Task to carry out:
Copy out the line that contains "Please locate the spectator" and the lines after it through the final one in the entries below, exactly, with no other lines.

Natural-language object grounding data:
%%

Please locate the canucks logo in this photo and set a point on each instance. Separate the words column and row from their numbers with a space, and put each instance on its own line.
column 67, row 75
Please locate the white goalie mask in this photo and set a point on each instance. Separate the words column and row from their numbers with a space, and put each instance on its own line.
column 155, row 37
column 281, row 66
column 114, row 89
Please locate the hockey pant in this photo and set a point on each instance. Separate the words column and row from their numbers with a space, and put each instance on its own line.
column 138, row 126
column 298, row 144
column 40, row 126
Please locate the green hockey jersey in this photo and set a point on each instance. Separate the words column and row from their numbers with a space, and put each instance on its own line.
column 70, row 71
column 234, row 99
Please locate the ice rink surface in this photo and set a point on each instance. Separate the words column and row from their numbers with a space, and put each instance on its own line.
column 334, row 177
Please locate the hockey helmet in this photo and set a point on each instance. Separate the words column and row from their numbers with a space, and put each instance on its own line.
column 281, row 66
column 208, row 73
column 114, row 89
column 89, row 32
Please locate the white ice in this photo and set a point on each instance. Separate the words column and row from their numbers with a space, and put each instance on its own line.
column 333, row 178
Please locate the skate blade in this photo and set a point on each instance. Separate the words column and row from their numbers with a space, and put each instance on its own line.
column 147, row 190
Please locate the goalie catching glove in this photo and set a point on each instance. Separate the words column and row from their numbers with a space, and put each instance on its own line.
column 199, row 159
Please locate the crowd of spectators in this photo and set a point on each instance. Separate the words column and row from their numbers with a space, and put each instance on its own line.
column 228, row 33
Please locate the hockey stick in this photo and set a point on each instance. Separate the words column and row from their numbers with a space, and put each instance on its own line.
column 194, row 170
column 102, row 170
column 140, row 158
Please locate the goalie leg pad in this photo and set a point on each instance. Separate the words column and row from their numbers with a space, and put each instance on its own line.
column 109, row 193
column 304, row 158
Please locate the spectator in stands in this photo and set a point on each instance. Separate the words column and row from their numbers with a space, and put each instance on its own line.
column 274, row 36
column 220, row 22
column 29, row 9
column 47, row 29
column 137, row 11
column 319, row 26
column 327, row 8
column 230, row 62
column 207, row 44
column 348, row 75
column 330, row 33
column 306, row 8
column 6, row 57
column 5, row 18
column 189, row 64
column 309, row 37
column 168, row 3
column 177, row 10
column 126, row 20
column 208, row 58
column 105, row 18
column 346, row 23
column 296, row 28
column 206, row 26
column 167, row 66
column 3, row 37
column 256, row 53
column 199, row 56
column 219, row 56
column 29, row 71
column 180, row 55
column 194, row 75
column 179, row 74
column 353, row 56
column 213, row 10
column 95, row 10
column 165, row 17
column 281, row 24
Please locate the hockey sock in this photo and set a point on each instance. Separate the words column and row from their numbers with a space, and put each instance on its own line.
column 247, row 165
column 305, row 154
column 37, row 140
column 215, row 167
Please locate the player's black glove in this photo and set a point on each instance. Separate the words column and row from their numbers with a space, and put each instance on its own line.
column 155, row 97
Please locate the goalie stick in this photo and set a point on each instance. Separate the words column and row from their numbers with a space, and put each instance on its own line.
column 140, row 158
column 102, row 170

%%

Output for this exercise:
Please locate the spectator in stands in this photo and set a point on each instance. Separate the words column and row from their numbers with a space, and put each instance on its own line.
column 274, row 36
column 220, row 22
column 29, row 9
column 47, row 29
column 137, row 11
column 319, row 26
column 327, row 8
column 230, row 62
column 207, row 44
column 348, row 75
column 330, row 33
column 306, row 8
column 6, row 57
column 5, row 18
column 189, row 64
column 309, row 37
column 168, row 3
column 177, row 10
column 126, row 20
column 208, row 58
column 105, row 18
column 346, row 23
column 296, row 28
column 206, row 26
column 167, row 66
column 3, row 37
column 256, row 53
column 199, row 56
column 219, row 56
column 29, row 71
column 180, row 55
column 194, row 75
column 179, row 74
column 353, row 56
column 213, row 10
column 95, row 10
column 165, row 17
column 281, row 24
Please locate the hockey sock in this photo and set a point on each instance. Separate the words column and row from their numbers with a space, and put each instance on its own line.
column 247, row 165
column 305, row 154
column 37, row 140
column 215, row 167
Please locate the player's black glove in this photo and set a point on each instance. Separate the words column and row from their numbers with a space, and put each instance on its own line.
column 155, row 97
Please locate the goalie stick in this photo and set a point on each instance. Separate the words column and row from their numbers with a space, and put each instance on its own line.
column 140, row 158
column 102, row 170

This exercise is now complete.